Segmentation mask data
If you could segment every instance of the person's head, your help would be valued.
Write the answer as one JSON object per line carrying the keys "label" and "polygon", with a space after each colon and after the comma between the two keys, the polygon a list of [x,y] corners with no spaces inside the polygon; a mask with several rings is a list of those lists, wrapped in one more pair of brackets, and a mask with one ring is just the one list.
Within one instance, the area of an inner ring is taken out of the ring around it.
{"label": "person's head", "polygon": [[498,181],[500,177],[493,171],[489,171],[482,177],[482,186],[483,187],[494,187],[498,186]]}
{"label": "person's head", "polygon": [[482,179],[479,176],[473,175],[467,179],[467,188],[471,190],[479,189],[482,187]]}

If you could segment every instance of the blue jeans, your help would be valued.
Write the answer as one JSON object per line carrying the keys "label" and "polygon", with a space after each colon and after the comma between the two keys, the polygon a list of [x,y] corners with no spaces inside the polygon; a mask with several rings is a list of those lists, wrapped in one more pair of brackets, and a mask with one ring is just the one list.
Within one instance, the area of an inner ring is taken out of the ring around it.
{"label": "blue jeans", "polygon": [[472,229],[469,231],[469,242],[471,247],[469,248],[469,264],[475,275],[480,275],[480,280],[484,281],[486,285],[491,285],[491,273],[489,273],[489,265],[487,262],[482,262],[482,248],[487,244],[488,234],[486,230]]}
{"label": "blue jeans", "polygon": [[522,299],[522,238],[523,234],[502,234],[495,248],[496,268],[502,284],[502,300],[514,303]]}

__THE PROBLEM__: From the first line to the last, set down every record exactly as written above.

__FINAL ANSWER__:
If you could segment every instance of the person's head, your help would be valued.
Write the answer as one JSON object per line carrying the keys "label" and "polygon", with a space after each colon and after the comma between the two keys, the polygon a list of [x,y] corners with no spaces inside the polygon; a mask with several rings is a list of those lists, wrapped in one more pair of brackets, and a mask with one ring is just the one list.
Within one instance, the area of an inner ring is taken out of the ring around it.
{"label": "person's head", "polygon": [[498,181],[500,177],[493,171],[489,171],[482,177],[482,186],[483,187],[494,187],[498,186]]}
{"label": "person's head", "polygon": [[482,179],[479,176],[473,175],[467,179],[467,188],[471,190],[479,189],[482,187]]}

If you could segment every instance of the blue jeans, your help would be valued.
Write the answer as one JSON object per line carrying the keys "label" and "polygon", with a space after each colon and after the comma between the two keys, the polygon a list of [x,y] corners with no spaces inside the polygon; a mask with several rings is a list of those lists, wrapped in one more pair of brackets, and a mask with one ring is just the one list.
Within one instance, the area of an inner ring is taken out of the ring around it.
{"label": "blue jeans", "polygon": [[472,229],[469,231],[469,242],[471,247],[469,248],[469,264],[475,275],[480,275],[480,280],[484,281],[486,285],[491,285],[491,273],[489,273],[489,265],[487,262],[482,262],[482,248],[487,244],[488,234],[486,230]]}
{"label": "blue jeans", "polygon": [[522,299],[522,238],[523,234],[502,234],[495,248],[496,268],[502,284],[502,300],[514,303]]}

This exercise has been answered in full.